• **Requirement**
Please put the lines below into a numbered list, leaving out blank lines and the pictures.

======== Recorded data ========

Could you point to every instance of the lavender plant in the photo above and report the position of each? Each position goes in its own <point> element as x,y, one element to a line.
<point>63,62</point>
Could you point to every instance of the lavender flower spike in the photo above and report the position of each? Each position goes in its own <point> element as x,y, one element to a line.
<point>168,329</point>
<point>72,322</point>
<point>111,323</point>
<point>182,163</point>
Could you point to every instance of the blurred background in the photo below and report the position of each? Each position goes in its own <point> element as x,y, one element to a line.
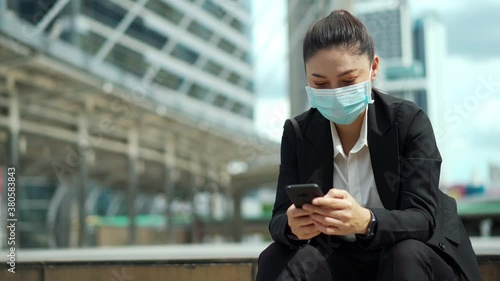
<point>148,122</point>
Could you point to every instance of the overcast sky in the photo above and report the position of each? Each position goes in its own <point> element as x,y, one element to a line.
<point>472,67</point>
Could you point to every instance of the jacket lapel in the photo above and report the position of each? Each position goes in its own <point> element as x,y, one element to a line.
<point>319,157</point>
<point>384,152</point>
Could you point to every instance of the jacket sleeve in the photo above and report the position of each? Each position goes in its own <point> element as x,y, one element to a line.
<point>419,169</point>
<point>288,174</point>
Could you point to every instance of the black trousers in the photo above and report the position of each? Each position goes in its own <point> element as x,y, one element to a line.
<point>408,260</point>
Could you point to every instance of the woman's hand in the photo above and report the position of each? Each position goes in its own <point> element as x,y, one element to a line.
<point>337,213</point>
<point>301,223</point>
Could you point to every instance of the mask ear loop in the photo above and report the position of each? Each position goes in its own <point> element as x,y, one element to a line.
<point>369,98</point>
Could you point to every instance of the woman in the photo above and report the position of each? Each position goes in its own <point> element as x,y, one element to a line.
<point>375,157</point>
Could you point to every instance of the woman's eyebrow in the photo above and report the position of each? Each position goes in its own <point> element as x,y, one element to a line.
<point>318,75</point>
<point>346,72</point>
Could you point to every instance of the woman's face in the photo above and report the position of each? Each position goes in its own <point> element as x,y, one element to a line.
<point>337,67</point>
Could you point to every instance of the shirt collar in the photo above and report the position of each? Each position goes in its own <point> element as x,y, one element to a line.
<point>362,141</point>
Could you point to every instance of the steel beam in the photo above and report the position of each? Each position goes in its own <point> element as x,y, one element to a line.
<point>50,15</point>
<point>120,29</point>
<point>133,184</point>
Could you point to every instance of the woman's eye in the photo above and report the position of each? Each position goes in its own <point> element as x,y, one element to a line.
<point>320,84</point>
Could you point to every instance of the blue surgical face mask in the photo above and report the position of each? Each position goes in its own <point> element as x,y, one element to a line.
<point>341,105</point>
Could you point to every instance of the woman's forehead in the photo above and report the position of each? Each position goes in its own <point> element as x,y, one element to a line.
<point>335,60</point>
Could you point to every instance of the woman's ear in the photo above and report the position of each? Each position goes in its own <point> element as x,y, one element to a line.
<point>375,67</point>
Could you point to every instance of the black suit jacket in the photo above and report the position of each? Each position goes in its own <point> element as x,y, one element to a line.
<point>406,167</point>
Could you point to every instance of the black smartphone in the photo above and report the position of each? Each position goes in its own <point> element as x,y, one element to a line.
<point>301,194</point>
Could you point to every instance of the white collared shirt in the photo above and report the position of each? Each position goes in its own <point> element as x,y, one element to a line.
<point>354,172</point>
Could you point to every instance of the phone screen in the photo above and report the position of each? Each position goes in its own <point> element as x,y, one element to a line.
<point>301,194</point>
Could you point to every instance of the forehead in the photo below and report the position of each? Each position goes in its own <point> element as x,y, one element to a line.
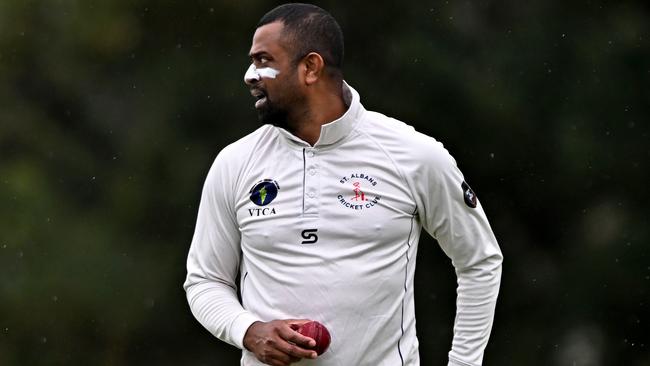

========

• **Written solution**
1. Could you point to every instance of the lavender plant in the photo above and report the position of each? Each position goes in its own <point> element as x,y, one element to a line.
2. <point>63,62</point>
3. Could you point to every instance of the lavender flower spike in the photo above and report the position of each? Each position goes in its own <point> element as x,y, one element to a line.
4. <point>168,329</point>
5. <point>72,322</point>
6. <point>111,323</point>
7. <point>182,163</point>
8. Could you point to every instance of the blurred background in the photo below and report the position of each? Each position goes in its own <point> element as x,y, one element to a line.
9. <point>148,122</point>
10. Could you point to every instance of the overcast sky in the photo above and report the position of each? Each position goes in its own <point> element as x,y, one element to a line.
11. <point>472,67</point>
12. Could you point to every instance of the jacket lapel in the photo above and report the position of each? Each position goes in its own <point> element as x,y, one element to a line.
13. <point>319,157</point>
14. <point>384,152</point>
15. Could you point to every instance of the jacket sleeve in the photo above and report the position of each? Each position goes in its own <point> element as x,y, one element to a line.
16. <point>419,169</point>
17. <point>288,174</point>
18. Could you point to every instance of the black trousers in the photo above and report the position of each? Each position goes in its own <point> element as x,y, one element to a line.
19. <point>408,260</point>
20. Could you point to every instance of the woman's hand in the photo above and report the position of each? Each position goes in its own <point> element as x,y, one element to a line.
21. <point>337,213</point>
22. <point>301,223</point>
23. Could you point to every instance of the mask ear loop in the photo above and report the position of each? Each position goes in its own <point> element as x,y, one element to a line.
24. <point>369,98</point>
25. Could you point to every instance of the woman in the photo above and report the position of each? Each position goes in its own <point> element as x,y, one element to a line.
26. <point>375,157</point>
27. Could you point to every instance of the woman's eyebrow in the photo above and report the position of each? Each position goes in its own <point> element as x,y, one element to a line.
28. <point>318,75</point>
29. <point>346,72</point>
30. Could you point to every instance of the woman's face in the photo above and report the position of each? Each position goes in its own <point> element as x,y, one element to a line.
31. <point>337,67</point>
32. Could you point to every instance of the shirt collar in the photo above and report the position of each? Each position goes in its own <point> element as x,y, one element to a line.
33. <point>362,141</point>
34. Could you point to every instance of the steel beam in the photo above and report the position of each? Each position goes in its own <point> element as x,y, one element to a line.
35. <point>50,15</point>
36. <point>120,29</point>
37. <point>133,184</point>
38. Could you point to every instance of the woman's eye in the photo above and report the position of each? Each position goes in its own <point> element as x,y, one element to a line.
39. <point>320,84</point>
40. Could you point to every instance of the blue surgical face mask in the photo above and report the position of each? Each position goes in its own <point> element as x,y, one element to a line.
41. <point>341,105</point>
42. Could you point to every instance of the woman's forehead in the photo above and report the position of each? Each position goes in its own <point> element as x,y, one element to a line.
43. <point>335,60</point>
44. Could you point to every instance of the woman's ear in the photo above and report the position of each? Each position goes in its own <point> element as x,y, one element to a line.
45. <point>375,67</point>
46. Could you point to every instance of the black suit jacket in the photo above and report the position of each? Each position goes in its own <point> element as x,y, one element to a line.
47. <point>406,167</point>
48. Could you point to every instance of the black smartphone in the photo above and report the position of each? Each position goes in its own <point> element as x,y, one element to a line.
49. <point>301,194</point>
50. Could you point to every instance of the white collared shirt in the photo above and report the position of each? Each position goes in its own <point> element as x,y, one element to a line.
51. <point>354,172</point>
52. Could you point to every instance of the phone screen in the photo above and report the position of each? Each position goes in its own <point> element as x,y, one element to a line.
53. <point>301,194</point>
54. Could you point to every instance of the forehead in the photo below and report the position of each? Each position goes in its own <point> element as x,y, one element to a line.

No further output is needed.